── Given records

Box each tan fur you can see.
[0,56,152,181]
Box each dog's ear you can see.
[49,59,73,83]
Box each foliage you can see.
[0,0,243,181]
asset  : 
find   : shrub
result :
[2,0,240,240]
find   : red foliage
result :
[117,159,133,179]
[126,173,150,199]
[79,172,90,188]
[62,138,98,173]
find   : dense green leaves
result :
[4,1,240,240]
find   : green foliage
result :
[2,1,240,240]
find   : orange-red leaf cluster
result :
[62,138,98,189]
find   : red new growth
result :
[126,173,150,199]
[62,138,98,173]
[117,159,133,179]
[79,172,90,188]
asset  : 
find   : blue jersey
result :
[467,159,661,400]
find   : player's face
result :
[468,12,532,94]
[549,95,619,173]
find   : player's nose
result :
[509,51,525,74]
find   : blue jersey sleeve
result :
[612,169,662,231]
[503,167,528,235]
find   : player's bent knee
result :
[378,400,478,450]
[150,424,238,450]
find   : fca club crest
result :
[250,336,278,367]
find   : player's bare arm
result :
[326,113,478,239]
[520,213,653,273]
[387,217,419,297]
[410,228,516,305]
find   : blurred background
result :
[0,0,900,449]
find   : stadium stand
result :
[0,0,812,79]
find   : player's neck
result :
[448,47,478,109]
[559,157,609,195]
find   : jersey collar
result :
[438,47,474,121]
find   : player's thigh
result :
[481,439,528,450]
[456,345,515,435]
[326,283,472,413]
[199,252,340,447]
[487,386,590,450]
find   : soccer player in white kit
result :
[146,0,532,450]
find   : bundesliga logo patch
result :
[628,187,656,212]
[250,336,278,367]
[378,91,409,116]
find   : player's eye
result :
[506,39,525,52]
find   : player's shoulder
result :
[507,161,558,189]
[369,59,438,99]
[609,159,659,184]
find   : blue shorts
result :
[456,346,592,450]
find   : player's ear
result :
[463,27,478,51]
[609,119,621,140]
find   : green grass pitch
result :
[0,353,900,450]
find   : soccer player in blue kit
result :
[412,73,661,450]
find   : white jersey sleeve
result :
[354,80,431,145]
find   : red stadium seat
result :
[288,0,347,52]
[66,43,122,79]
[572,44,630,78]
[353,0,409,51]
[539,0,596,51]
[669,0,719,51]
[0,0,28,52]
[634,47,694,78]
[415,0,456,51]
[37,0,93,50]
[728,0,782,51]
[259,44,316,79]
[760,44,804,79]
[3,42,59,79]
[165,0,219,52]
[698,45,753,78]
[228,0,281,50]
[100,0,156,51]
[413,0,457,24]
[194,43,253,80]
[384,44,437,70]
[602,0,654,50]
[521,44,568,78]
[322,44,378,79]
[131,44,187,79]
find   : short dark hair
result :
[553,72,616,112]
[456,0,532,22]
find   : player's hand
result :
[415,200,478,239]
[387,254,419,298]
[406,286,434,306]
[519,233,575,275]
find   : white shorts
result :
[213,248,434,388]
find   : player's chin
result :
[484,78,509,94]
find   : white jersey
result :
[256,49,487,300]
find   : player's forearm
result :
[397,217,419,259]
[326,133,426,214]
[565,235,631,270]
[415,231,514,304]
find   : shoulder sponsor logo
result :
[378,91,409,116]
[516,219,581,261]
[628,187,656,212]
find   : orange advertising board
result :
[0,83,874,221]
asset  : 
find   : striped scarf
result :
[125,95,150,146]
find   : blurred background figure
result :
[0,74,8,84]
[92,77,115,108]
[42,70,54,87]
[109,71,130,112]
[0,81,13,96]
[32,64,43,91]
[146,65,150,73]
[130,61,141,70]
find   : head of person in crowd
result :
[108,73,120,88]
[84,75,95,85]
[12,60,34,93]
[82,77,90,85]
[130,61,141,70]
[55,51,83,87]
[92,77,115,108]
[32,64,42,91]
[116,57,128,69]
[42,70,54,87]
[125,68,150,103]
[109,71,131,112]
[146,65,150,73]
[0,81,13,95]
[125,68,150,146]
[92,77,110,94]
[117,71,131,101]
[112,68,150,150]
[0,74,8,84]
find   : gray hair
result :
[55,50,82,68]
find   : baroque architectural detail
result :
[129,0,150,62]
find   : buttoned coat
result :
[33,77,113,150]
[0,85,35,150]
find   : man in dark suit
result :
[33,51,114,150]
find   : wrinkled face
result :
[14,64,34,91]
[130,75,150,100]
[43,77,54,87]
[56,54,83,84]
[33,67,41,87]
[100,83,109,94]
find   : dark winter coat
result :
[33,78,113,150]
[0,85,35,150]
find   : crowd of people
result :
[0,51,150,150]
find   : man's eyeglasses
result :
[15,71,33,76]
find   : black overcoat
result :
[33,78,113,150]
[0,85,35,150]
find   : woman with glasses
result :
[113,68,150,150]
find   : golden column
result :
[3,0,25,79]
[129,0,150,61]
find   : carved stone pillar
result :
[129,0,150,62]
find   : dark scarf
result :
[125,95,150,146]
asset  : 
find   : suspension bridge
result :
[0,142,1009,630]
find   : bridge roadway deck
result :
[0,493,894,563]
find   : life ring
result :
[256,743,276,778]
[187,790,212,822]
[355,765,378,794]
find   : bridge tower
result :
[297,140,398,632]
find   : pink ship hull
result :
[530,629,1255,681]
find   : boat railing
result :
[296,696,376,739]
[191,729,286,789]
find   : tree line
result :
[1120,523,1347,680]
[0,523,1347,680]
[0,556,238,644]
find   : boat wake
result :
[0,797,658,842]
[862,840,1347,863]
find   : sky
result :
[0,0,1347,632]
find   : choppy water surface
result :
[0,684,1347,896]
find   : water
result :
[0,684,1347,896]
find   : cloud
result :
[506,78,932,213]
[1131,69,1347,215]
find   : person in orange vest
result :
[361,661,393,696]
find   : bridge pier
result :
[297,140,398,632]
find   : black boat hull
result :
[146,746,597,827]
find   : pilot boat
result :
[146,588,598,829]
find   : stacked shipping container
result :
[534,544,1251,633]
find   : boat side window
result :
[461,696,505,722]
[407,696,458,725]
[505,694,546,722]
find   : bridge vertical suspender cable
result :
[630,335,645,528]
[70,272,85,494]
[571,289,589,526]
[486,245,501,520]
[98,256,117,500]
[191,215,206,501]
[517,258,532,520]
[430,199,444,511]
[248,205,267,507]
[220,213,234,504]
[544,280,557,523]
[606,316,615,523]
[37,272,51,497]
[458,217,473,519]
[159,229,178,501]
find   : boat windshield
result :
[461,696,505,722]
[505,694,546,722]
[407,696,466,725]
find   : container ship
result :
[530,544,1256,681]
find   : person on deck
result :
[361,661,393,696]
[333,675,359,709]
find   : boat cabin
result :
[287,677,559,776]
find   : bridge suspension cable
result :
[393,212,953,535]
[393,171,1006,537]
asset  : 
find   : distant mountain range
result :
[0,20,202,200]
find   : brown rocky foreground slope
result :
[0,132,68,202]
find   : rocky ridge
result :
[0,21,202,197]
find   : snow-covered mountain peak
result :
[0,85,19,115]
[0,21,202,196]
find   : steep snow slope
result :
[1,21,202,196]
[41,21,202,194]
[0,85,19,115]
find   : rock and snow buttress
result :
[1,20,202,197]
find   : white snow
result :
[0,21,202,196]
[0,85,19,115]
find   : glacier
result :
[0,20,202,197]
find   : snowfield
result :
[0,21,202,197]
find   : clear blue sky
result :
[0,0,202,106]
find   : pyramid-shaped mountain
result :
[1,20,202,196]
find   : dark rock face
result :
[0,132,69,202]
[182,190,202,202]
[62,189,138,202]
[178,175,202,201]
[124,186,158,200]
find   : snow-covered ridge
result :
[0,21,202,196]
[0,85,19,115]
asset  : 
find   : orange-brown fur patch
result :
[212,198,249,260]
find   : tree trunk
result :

────

Rewrite every entry above with "find" renamed to "query", keeping everything else the same.

- Output -
Box each tan fur you can see.
[0,56,152,181]
Box each dog's ear you can see.
[49,59,73,83]
Box each foliage you can see.
[0,0,243,181]
asset  : 
query   : shrub
result :
[2,0,240,240]
query   : red foliage
result :
[117,159,133,179]
[126,173,150,199]
[79,172,90,188]
[62,138,98,173]
query   : dense green leaves
result :
[4,1,240,240]
query   : green foliage
result :
[2,1,240,240]
query   : orange-red leaf cluster
result :
[62,138,98,189]
query   : red new growth
result :
[126,173,150,199]
[62,138,98,173]
[117,159,133,179]
[79,172,90,188]
asset  : 
query   : blue jersey
result :
[467,159,661,400]
query   : player's face
result :
[468,12,532,94]
[549,95,619,173]
query   : player's nose
result :
[509,51,525,74]
query   : blue jersey sleeve
result :
[612,169,662,231]
[503,167,528,235]
query   : player's bent knee
result :
[378,400,478,450]
[150,424,238,450]
query   : fca club crest
result :
[250,336,278,367]
query   : player's bare arm
result :
[326,113,478,239]
[520,213,653,273]
[387,217,419,297]
[410,228,516,305]
query   : blurred background
result :
[0,0,900,449]
query   : stadium stand
result :
[0,0,812,79]
query   : player's neck
result :
[448,47,478,109]
[559,157,609,195]
query   : jersey collar
result :
[438,47,474,121]
query   : player's thigh
result :
[481,439,528,450]
[456,345,515,435]
[326,283,472,413]
[199,252,340,447]
[487,386,590,450]
query   : soccer player in white kit
result :
[146,0,532,450]
query   : bundesliga logo patch
result :
[628,187,656,212]
[250,336,278,367]
[378,91,409,116]
query   : player's eye
result :
[506,39,525,52]
query   : player's shoulder
result :
[507,161,558,189]
[369,59,438,99]
[609,159,659,184]
query   : blue shorts
result :
[456,346,592,450]
query   : player's ear
result :
[463,27,478,51]
[609,119,621,140]
query   : green grass pitch
result :
[0,353,900,450]
query   : soccer player in blue kit
result :
[412,73,661,450]
query   : white jersey sleeve
result :
[354,80,431,145]
query   : red stadium seat
result :
[288,0,347,52]
[66,43,122,79]
[572,44,630,78]
[353,0,409,51]
[539,0,596,51]
[669,0,719,51]
[0,0,28,52]
[634,47,694,78]
[415,0,456,51]
[37,0,93,50]
[728,0,782,51]
[259,44,316,79]
[760,44,804,79]
[3,42,59,79]
[165,0,219,52]
[698,45,753,78]
[228,0,281,50]
[100,0,156,51]
[413,0,457,24]
[194,43,253,80]
[384,44,437,70]
[602,0,654,50]
[521,44,568,78]
[322,44,378,79]
[131,44,187,79]
query   : short dark hair
result :
[553,72,616,112]
[456,0,532,22]
query   : player's hand
result :
[415,200,478,239]
[387,254,419,298]
[406,286,434,306]
[519,233,575,275]
query   : white shorts
result :
[213,248,434,388]
query   : player's chin
result :
[484,78,509,94]
query   : white jersey
result :
[256,49,487,300]
query   : player's forearm
result :
[397,217,419,259]
[326,133,426,214]
[565,235,631,270]
[415,231,514,304]
query   : shoulder sponsor logo
result :
[378,91,409,116]
[516,219,581,261]
[628,187,656,212]
query   : orange advertising board
result :
[0,83,874,221]
asset  : 
query   : striped scarf
result :
[125,95,150,146]
query   : blurred background figure
result :
[0,74,8,84]
[92,77,115,108]
[42,70,54,87]
[109,71,130,112]
[0,81,13,96]
[32,64,43,91]
[146,65,150,73]
[130,61,141,70]
query   : head of person in crowd
result :
[108,73,120,88]
[84,75,95,85]
[12,60,34,93]
[82,77,90,85]
[130,61,141,70]
[55,51,83,87]
[92,77,115,108]
[32,64,42,91]
[116,57,128,69]
[42,70,54,87]
[125,68,150,103]
[109,71,131,112]
[146,65,150,73]
[0,81,13,95]
[125,68,150,146]
[92,77,110,94]
[117,71,131,101]
[112,68,150,150]
[0,74,8,84]
query   : gray hair
result :
[55,50,82,68]
query   : baroque architectural detail
result :
[129,0,150,62]
query   : buttoned coat
result :
[33,77,113,150]
[0,85,35,150]
query   : man in dark suit
result :
[33,51,114,150]
query   : wrinkled face
result :
[14,64,34,91]
[130,75,150,100]
[43,77,54,87]
[56,54,83,84]
[33,67,41,87]
[100,83,109,94]
query   : dark winter coat
result :
[33,78,113,150]
[0,85,35,150]
query   : crowd of people
result :
[0,51,150,150]
query   : man's eyeglasses
result :
[15,71,33,76]
query   : black overcoat
result :
[33,78,113,150]
[0,85,35,150]
query   : woman with glasses
result :
[113,68,150,150]
query   : golden column
result :
[3,0,25,79]
[129,0,150,61]
query   : carved stone pillar
result :
[129,0,150,62]
query   : dark scarf
result :
[125,95,150,146]
asset  : 
query   : suspension bridge
result :
[0,142,1009,630]
query   : bridge roadway deck
result :
[0,493,894,563]
query   : life ring
result :
[256,743,276,778]
[187,790,212,822]
[355,765,378,794]
query   : bridge tower
result :
[297,140,398,632]
query   : pink ship hull
result :
[530,629,1255,681]
query   : boat railing
result :
[296,696,376,739]
[191,729,286,789]
query   : tree line
result :
[1120,523,1347,680]
[0,523,1347,680]
[0,556,238,644]
query   : boat wake
result :
[0,797,658,842]
[862,840,1347,863]
query   : sky
result :
[0,0,1347,632]
query   : choppy water surface
result :
[0,684,1347,896]
query   : water
result :
[0,684,1347,896]
query   : cloud
result :
[506,78,932,213]
[1131,69,1347,215]
query   : person in orange vest
result :
[361,661,393,696]
query   : bridge pier
result :
[297,140,398,632]
query   : black boat hull
result :
[146,746,597,827]
query   : pilot boat
result :
[146,588,598,829]
query   : stacked shipping container
result :
[534,544,1251,633]
query   : boat side window
result :
[461,696,505,722]
[407,696,458,725]
[505,694,546,722]
query   : bridge vertical suspender cable
result :
[630,335,645,528]
[70,272,85,494]
[571,289,589,526]
[486,245,501,520]
[98,256,117,500]
[191,215,206,501]
[517,258,532,520]
[430,199,444,511]
[248,205,267,507]
[220,213,234,504]
[544,280,557,523]
[606,316,615,523]
[37,272,51,497]
[458,217,473,519]
[159,229,178,501]
query   : boat windshield
result :
[461,696,505,722]
[505,694,546,722]
[407,696,466,725]
query   : container ship
result :
[530,544,1256,681]
query   : person on deck
result :
[361,661,393,696]
[333,675,359,709]
query   : boat cabin
result :
[287,677,559,776]
query   : bridge suspension cable
result :
[393,212,953,535]
[393,171,1006,537]
asset  : 
query   : distant mountain range
result :
[0,20,202,200]
query   : brown rocky foreground slope
result :
[0,132,68,202]
query   : rocky ridge
result :
[0,21,202,197]
query   : snow-covered mountain peak
result :
[0,85,19,115]
[0,21,202,196]
query   : steep snow slope
result :
[1,21,202,196]
[41,21,202,194]
[0,85,19,115]
query   : rock and snow buttress
result :
[1,20,202,197]
query   : white snow
result :
[0,21,202,196]
[0,85,19,115]
query   : glacier
result :
[0,20,202,197]
query   : snowfield
result :
[0,21,202,197]
query   : clear blue sky
result :
[0,0,202,106]
query   : pyramid-shaped mountain
result :
[1,20,202,196]
query   : dark rock face
result :
[0,132,69,202]
[182,190,202,202]
[62,189,138,202]
[178,175,202,201]
[124,186,158,200]
query   : snow-covered ridge
result :
[0,21,202,196]
[0,85,19,115]
asset  : 
query   : orange-brown fur patch
result :
[212,198,249,260]
query   : tree trunk
result :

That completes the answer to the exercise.